— START Records provided —
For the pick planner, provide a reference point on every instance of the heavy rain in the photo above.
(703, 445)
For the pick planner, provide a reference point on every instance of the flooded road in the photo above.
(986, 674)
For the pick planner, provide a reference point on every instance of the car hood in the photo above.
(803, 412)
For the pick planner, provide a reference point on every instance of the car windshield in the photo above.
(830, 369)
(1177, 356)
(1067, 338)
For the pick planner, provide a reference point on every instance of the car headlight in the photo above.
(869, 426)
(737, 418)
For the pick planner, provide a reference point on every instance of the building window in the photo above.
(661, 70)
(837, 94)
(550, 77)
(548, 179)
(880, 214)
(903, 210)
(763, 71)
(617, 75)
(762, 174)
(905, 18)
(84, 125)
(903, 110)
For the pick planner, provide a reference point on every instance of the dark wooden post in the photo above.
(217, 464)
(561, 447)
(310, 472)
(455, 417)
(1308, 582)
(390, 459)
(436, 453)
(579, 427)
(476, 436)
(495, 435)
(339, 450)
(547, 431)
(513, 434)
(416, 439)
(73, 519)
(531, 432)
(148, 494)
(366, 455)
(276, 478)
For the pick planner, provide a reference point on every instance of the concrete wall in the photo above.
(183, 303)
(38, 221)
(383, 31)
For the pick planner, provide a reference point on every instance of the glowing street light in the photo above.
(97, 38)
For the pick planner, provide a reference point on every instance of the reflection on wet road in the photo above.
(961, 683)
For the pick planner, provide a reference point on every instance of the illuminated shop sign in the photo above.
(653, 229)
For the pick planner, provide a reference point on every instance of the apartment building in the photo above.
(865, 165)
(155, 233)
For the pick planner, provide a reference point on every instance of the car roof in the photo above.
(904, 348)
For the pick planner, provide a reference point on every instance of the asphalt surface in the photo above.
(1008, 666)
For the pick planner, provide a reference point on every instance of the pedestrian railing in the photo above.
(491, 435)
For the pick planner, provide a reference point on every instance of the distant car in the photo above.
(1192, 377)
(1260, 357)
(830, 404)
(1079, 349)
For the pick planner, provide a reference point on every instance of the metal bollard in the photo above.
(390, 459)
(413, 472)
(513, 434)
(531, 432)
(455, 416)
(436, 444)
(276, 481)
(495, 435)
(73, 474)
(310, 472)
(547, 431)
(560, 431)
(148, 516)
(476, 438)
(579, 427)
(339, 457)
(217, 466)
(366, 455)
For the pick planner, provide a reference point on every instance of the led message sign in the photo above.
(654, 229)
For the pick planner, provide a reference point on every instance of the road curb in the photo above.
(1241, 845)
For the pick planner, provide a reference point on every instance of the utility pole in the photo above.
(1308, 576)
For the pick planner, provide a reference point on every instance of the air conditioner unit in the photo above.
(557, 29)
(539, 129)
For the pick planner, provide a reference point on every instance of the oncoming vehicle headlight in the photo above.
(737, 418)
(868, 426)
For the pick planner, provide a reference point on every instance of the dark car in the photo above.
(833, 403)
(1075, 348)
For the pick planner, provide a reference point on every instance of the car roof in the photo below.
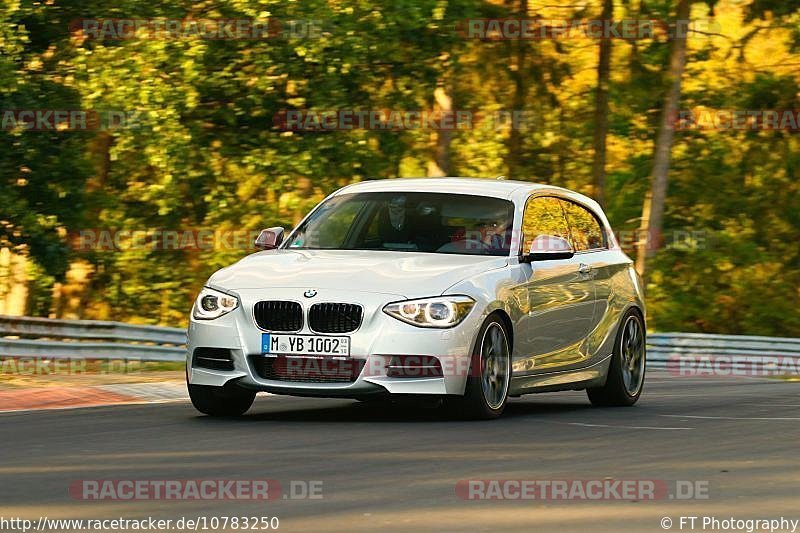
— END Records provided —
- Problem to work on: Rewrite the lines from the one containing "dark car in the photo above." through the end of the records, with "pick planner" replaced by "grasp planner" and everything else unchanged. Leave out the pictures.

- Solved problem:
For the grasp planner, provide a reference point on every instance of the dark car in the photo above.
(833, 403)
(1075, 348)
For the grasp planner, provide a reference point on every instance of the car roof in the photo below.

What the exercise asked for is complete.